Generally, when a system identifier is specified in an external entity declaration, it can be trusted to be a valid s.o.i. However, in some circumstances (such as when the document was generated on another system, when the document was generated in another location on the same system, or when some files referenced by system identifiers have had their locations changed since the document was generated), the specified system identifiers may not be valid. In this latter case, preferring the public identifier or entity name over the system identifier may be a more dependable way of accessing the entity. Therefore, this resolution defines two modes for using the above search strategy when an external identifier has an explicit system identifier:

An application must provide some way (e.g., a runtime argument, environment variable, preference switch) that allows the user to specify which of these modes to use.

The accompanying table summarizes the various possibilities.

External identifier includes: Prefer/trust SYSTEM id? Identifiers to try (in order) to resolve into the s.o.i.
SYSTEM id PUBLIC id
no no Not applicable ENTITY
no yes Not applicable PUBLIC, ENTITY
yes no no ENTITY, SYSTEM
yes no yes SYSTEM
yes yes no PUBLIC, ENTITY, SYSTEM
yes yes yes SYSTEM

The use of hyphens or colons in the ISO owner identifier

Since this resolution pertains to public identifiers, it addresses one additional detail about public identifiers. ISO 8879 is inconsistent about the use of hyphens and colons in ISO owner identifiers. Clause 10.2.1.1 of 8879:1986 (unamended) has a note indicating that the ISO owner identifier for the SGML standard is "ISO 8879-1986". Production [171] of clause 13 indicates that the minimum literal in the SGML declaration must be "ISO 8879-1986". While Amendment 1 of 8879 does not alter clause 10.2.1.1, it does alter production [171] of clause 13 to say that the minimum literal in the SGML declaration should be "ISO 8879:1986". This has lead to the propagation of both the dash and the colon in ISO owner identifiers. In the interests of interoperability, this SGML Open resolution requires that all products accept either form as a valid ISO owner identifier. Note, however, that this should not be construed to mean that a public identifier using one form should necessarily cause a catalog lookup match to succeed with a public identifier using the other form; while this resolution requires SGML systems to accept either form as valid, in practice, two entries (differing only by the single ":" or "-" character) may be needed in the catalog if both forms should refer to the same storage object identifier.

Referencing the implied SGML declaration

The SGML standard allows for an SGML declaration to be included explicitly in a document or to be implied by the processing system. This Resolution defines two ways to specify the implied SGML declaration: the SGMLDECL catalog entry type and the DTDDECL catalog entry type. Note that, in the DTDDECL method, the implied SGML declaration depends on information in the remainder of the document. Since the SGML declaration must be processed before a parser can interpret the prolog and document instance set, an implementation may choose to determine the SGML declaration with a preprocessor that scans the document for the relevant information. In any case, once it has been determined whether an explicit SGML declaration is present and, if not, how to locate the implied SGML declaration, parsing begins at the start of the document.

### Record extracts
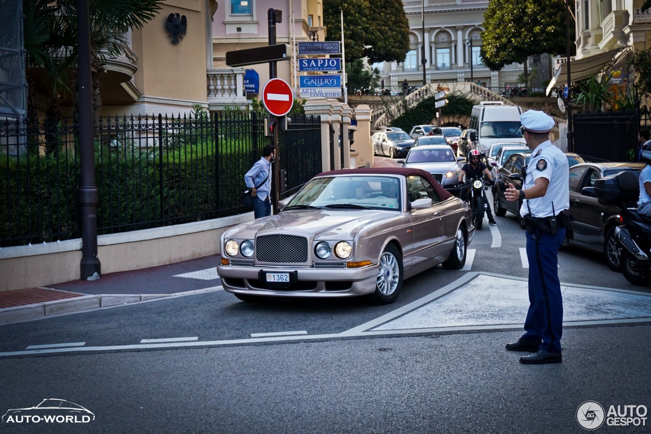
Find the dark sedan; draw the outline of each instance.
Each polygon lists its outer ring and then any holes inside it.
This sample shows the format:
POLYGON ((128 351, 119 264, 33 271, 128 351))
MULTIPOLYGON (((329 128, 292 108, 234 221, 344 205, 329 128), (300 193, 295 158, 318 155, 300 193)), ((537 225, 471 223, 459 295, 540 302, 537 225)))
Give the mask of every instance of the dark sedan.
POLYGON ((373 134, 374 155, 388 155, 392 158, 404 157, 413 145, 413 139, 404 131, 378 132, 373 134))
POLYGON ((620 224, 619 209, 599 203, 594 194, 594 181, 622 171, 639 177, 643 163, 586 163, 570 168, 570 212, 574 217, 574 239, 568 244, 600 252, 613 270, 618 271, 619 249, 615 228, 620 224))

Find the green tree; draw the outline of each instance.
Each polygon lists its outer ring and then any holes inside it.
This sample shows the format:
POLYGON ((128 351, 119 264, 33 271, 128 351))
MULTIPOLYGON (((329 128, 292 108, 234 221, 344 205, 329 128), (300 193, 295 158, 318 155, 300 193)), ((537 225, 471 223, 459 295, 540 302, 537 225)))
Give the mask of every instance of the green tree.
POLYGON ((341 40, 348 61, 402 62, 409 49, 409 21, 401 0, 324 0, 328 40, 341 40))
MULTIPOLYGON (((495 71, 511 63, 524 63, 527 76, 529 56, 565 54, 565 1, 490 0, 481 34, 484 64, 495 71)), ((570 35, 574 34, 573 22, 570 35)))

### What the task asks
Carry the SGML catalog passage forward, starting after its last sentence, which ends with parsing beginning "at the start of the document."

### Result
In many situations, the appropriate SGML declaration can be inferred from the "DTD" in use. This is especially common in the case that the external subset referenced in the doctype declaration is a publicly distributed entity. Therefore, this Resolution adds the capability to associate an SGML declaration with a "DTD" referenced by a PUBLIC identifier. In particular, if there is no explicit SGML declaration and the doctype declaration uses a PUBLIC identifier to reference the external subset (commonly known as "the DTD"), then the catalog will be searched for a DTDDECL entry whose public identifier field matches the public identifier of the external subset, and the associated s.o.i. will be used to locate the default SGML declaration to be used.

If there is no explicit SGML declaration and no DTDDECL entry was applicable, then the catalog will be searched for the first SGMLDECL entry, and its s.o.i. will be used to locate the default SGML declaration to be used. The use of an SGMLDECL catalog entry, in fact, is the preferred method of indicating the SGML declaration when an SGML declaration is part of a transfer package but is not transmitted as the initial part of the document entity itself.

Issue B: an interchange packaging scheme

The issue of interchanging a set of files among different systems can be partially addressed by an interchange packaging scheme that includes an interchange catalog that associates external identifiers with the various files in the interchange package. This resolution, which assumes the catalog format defined above, describes such a scheme.

This resolution does not support the use of explicitly specified system identifiers; that is, an external entity's declaration may specify a public identifier or it may use the SYSTEM keyword with no system identifier (in which case the entity's name will be used to do a catalog lookup for a matching catalog entry indicated by the ENTITY keyword). This resolution assumes a transmission medium that allows for the interchange of names for the various files in the interchange package and that the naming scheme allows that the name CATALOG be a valid name (in either all uppercase or all lowercase).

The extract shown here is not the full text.